[Required work]: Using the data below, set down every line from the one containing "below, one point per instance." through the one containing "the metal staircase", inclusive and unchanged. Pictures are to be skipped.

Records from a data source:
══════════════════════════════

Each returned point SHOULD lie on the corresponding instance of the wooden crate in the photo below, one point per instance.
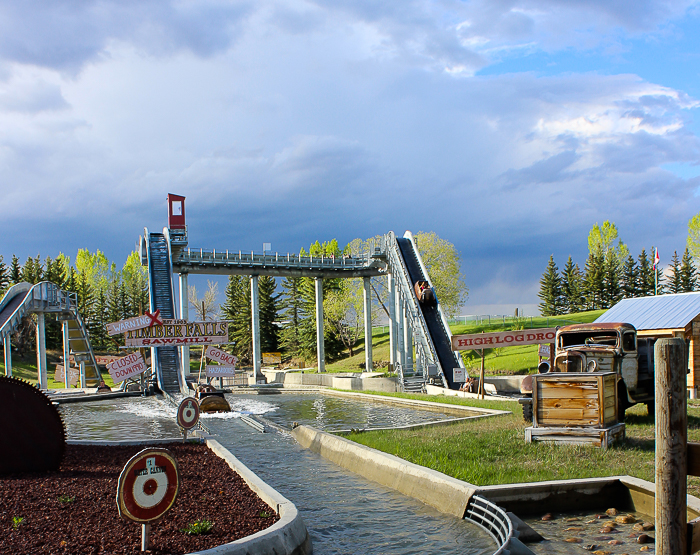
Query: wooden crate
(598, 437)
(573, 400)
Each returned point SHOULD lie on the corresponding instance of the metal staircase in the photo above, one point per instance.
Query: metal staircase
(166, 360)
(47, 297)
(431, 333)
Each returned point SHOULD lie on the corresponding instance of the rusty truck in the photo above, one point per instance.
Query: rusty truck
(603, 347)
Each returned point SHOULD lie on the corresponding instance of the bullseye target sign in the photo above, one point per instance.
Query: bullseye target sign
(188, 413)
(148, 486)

══════════════════════════════

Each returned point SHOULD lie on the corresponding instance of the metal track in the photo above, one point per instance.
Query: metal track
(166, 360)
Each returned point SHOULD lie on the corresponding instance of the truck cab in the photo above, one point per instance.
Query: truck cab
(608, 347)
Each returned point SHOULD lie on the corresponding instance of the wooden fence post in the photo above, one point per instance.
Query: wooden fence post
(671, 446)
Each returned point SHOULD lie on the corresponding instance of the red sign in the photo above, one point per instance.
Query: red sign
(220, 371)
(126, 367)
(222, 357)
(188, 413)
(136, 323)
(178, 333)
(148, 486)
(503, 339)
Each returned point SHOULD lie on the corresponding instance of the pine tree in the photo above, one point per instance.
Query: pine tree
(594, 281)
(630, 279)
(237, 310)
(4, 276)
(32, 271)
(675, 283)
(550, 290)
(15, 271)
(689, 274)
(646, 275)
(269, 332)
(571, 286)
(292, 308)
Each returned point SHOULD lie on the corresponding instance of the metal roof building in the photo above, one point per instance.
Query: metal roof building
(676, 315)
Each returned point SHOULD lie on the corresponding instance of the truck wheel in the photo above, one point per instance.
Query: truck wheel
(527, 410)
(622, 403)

══════════════════════════════

[Problem solution]:
Each returned point SHOULD lie on the corresponding instance of the wooden crate in the photo below, one point per instance.
Query: wooden crate
(598, 437)
(573, 400)
Each returned point SHOULD lie on the corresponding instance of the metal staircase in the photo above, one point per instance.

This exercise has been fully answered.